- Exercise objective
Give back each line of the listing precisely as written.

- Data records
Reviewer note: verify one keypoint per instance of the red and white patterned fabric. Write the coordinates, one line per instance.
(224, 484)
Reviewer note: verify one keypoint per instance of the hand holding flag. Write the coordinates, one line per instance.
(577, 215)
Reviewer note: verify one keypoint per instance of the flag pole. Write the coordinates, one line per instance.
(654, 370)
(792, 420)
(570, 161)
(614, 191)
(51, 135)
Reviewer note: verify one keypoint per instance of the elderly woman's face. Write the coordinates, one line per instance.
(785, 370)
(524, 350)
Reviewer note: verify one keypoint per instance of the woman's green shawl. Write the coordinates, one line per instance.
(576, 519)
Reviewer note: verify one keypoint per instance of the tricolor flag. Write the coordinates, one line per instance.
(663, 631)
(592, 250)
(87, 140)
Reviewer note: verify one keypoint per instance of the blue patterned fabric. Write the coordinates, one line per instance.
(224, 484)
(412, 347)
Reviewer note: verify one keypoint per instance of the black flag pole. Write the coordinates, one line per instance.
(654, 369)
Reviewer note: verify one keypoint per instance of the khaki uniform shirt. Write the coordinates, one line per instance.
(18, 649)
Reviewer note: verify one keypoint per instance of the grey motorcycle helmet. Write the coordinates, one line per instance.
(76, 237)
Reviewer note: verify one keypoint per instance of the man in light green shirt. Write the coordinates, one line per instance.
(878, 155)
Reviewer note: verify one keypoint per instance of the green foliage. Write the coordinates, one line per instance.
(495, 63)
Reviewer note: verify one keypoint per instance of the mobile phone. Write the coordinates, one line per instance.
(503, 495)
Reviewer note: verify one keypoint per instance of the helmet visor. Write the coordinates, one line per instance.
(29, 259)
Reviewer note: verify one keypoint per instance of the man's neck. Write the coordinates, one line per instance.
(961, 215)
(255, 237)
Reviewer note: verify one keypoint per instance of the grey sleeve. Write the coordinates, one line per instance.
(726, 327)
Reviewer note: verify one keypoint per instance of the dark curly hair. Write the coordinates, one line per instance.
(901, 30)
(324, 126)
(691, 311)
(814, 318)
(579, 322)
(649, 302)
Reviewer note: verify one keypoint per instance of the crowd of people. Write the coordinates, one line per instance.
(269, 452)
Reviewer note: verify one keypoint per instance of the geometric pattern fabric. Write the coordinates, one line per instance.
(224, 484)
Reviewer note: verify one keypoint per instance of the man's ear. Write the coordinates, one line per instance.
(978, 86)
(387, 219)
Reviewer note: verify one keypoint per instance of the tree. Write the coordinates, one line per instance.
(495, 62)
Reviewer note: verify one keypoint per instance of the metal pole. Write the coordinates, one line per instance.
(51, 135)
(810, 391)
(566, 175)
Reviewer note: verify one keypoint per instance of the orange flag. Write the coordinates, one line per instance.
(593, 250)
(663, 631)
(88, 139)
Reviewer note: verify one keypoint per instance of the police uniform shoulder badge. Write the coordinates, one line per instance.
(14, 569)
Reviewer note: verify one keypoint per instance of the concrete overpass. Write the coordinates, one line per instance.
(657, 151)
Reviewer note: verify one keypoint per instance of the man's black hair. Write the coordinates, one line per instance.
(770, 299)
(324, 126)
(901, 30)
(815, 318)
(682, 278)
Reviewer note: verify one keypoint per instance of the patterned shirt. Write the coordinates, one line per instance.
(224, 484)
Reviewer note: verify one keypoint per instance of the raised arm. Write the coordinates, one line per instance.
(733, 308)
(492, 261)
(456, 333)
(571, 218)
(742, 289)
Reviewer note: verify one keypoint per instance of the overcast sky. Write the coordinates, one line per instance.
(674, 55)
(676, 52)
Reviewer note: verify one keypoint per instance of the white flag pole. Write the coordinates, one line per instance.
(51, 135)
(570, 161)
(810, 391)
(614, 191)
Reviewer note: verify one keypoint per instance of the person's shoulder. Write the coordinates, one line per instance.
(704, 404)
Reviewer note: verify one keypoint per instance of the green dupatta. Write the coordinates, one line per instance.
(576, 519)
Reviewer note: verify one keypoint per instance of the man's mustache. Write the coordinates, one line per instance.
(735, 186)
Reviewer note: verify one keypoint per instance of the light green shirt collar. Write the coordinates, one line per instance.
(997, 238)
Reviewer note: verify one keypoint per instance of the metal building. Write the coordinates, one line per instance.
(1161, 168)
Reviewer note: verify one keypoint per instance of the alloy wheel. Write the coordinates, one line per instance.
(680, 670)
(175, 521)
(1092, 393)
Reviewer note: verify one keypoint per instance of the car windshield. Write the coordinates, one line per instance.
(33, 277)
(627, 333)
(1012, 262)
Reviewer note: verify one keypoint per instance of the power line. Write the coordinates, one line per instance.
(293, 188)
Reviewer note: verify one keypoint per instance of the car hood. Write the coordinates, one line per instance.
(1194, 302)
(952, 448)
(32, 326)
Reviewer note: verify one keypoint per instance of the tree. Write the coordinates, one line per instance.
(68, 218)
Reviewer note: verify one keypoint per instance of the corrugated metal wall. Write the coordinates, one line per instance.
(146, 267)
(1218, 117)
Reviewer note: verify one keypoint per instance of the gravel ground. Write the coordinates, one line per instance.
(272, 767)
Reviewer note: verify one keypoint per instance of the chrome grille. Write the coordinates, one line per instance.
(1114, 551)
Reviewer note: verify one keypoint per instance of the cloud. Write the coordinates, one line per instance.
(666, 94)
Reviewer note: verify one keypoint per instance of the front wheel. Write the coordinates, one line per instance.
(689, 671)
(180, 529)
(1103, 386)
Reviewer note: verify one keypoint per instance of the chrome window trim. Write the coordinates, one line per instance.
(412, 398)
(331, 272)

- Reply to the task
Reviewer note: verify one keypoint per instance of the red and white patterned fabric. Write the coordinates, one line per instance.
(224, 484)
Reviewer note: verify one keypoint per instance of the hand holding flag. Write the coordinates, one line per instance.
(577, 215)
Reviewer note: verify one keypoint per instance of the flag pole. Write the coordinates, one line per instance.
(654, 370)
(792, 420)
(570, 161)
(614, 191)
(51, 135)
Reviewer note: verify one keypoint per instance of the elderly woman's face. Write the coordinates, one line per instance.
(785, 370)
(524, 350)
Reviewer note: verify one keypoint per instance of the woman's green shawl. Write the coordinates, one line per instance.
(576, 519)
Reviewer note: verify one keypoint per instance of the tricolor flag. Write the coordinates, one line per instance.
(663, 631)
(592, 250)
(87, 140)
Reviewer note: verify one keypoint per instance of the blue patterned fabric. Write the coordinates, one line per instance.
(224, 484)
(412, 347)
Reviewer note: verify one keypoint per instance of the black flag pole. Write the coordinates, one line per instance.
(654, 369)
Reviewer note: verify one keypoint per instance of the khaki uniform shirt. Write the coordinates, one line per instance.
(18, 649)
Reviewer note: verify one keypoint per instance of the grey motorcycle helmet. Write the coordinates, one line per instance.
(76, 237)
Reviewer note: verify one keypoint per instance of the man in light green shirt. Write the coordinates, one line per instance.
(878, 155)
Reviewer note: verify one keypoint per instance of the green foliage. Write the coordinates, one line per instance.
(495, 63)
Reviewer note: verify one keypoint per instance of the mobile phone. Write the coordinates, one line per instance.
(503, 495)
Reviewer note: verify one keypoint per instance of the helmet visor. Write the coordinates, one line per instance.
(29, 259)
Reviewer note: verify one keypoint per instance of the man's neck. Write the coordinates, one line per instance.
(961, 215)
(255, 237)
Reviewer note: verify one keypoint per instance of the grey sleeve. Write the coordinates, one line per instance.
(726, 327)
Reviewer note: verify one keypoint per instance of the dark curly hair. Write the coordinates, one line per instance.
(901, 30)
(324, 126)
(691, 311)
(814, 318)
(579, 322)
(649, 302)
Reviewer note: verify one keypoint per instance of the crowd of people. Write the coordinates, one line per instance.
(269, 452)
Reviewer note: verify one keypoint per instance of the geometric pattern fabric. Write the coordinates, one line per instance.
(224, 484)
Reviewer note: verify one keypoint per instance of the man's ear. Write the coordinates, one line per instance.
(978, 86)
(387, 219)
Reviewer note: verify one keypoint per instance of the tree. Write the coordinates, one line per instance.
(495, 62)
Reviewer note: verify one keypoint per instance of the metal pole. Write the coordinates, one line per instance.
(51, 135)
(810, 391)
(566, 175)
Reviewer note: verify one keypoint per instance of the orange flag. Write the coordinates, one line per instance.
(593, 250)
(663, 631)
(88, 139)
Reviewer note: verify one keypoint per instance of the police uniform shoulder badge. Write the coordinates, one line per instance.
(14, 569)
Reviewer note: verify one keypoint per instance of the concrete overpass. Write the coordinates, one line per instance.
(657, 151)
Reviewer note: verify one keypoint per instance of the man's black hair. Write the coordinates, one line per instance.
(770, 299)
(324, 126)
(901, 30)
(815, 318)
(682, 278)
Reviewer note: verify one keypoint per instance of the patterned shirt. Write the coordinates, one line per instance.
(224, 484)
Reviewer note: verify one keypoint per instance of the raised arm. Write the coordinates, one line per instance.
(733, 308)
(492, 261)
(456, 333)
(571, 218)
(742, 289)
Reviewer note: verify one keypoint per instance of the overcast sky. Write the coordinates, one line per instance.
(674, 55)
(676, 52)
Reviewer note: verify one keypoint per instance of the white flag pole. Write the coordinates, one line per instance.
(51, 135)
(570, 161)
(810, 391)
(614, 191)
Reviewer note: verify one keypoint per instance of the person's shoulder. Write the coordinates, one line per instance.
(704, 404)
Reviewer note: verify one keypoint per instance of the green dupatta. Write the coordinates, one line per instance.
(576, 519)
Reviewer note: verify one keypoint per instance of the man's mustache. Write the coordinates, one line per instance.
(735, 186)
Reviewer note: verify one keypoint per instance of the light green shirt collar. Write the coordinates, one line per instance.
(997, 238)
Reviewer note: verify one keypoint per instance of the metal building. Write the coordinates, one line per instance.
(1161, 168)
Reviewer note: verify one keypoint per instance of the alloy wheel. Write the coordinates, one line per instance.
(680, 670)
(175, 521)
(1092, 393)
Reviewer note: verify one keypoint per instance of the car windshield. Write the coordinates, one line per instance.
(33, 277)
(627, 333)
(1012, 262)
Reviewer note: verify one keypoint per instance of the power line. Write the coordinates, one line per instance.
(293, 188)
Reviewer note: verify one keypoint per instance of the car hood. Write the coordinates, one line per instance.
(1194, 302)
(952, 448)
(32, 326)
Reviewer note: verify one keypoint per instance of the tree. Write the coordinates, one line per instance.
(68, 218)
Reviewer note: verify one keypoint per instance of the corrugated metal wall. Write the coordinates, one line per instance.
(146, 267)
(1218, 117)
Reviewer note: verify one keypoint per instance of the gravel ground. Write the coordinates, one line per instance.
(272, 767)
Reviewer note: verify one keypoint per instance of the chrome grille. Write the coordinates, one line per instance.
(1114, 551)
Reviewer note: verify one keypoint per instance of the cloud. Write the coordinates, one line per instance.
(666, 94)
Reviewer note: verify one keypoint per instance of the front wheel. Write the coordinates, one line per instance.
(689, 671)
(180, 529)
(1103, 386)
Reviewer note: verify one keypoint per instance of the chrome window trim. Write the coordinates, one line per instance.
(412, 398)
(331, 272)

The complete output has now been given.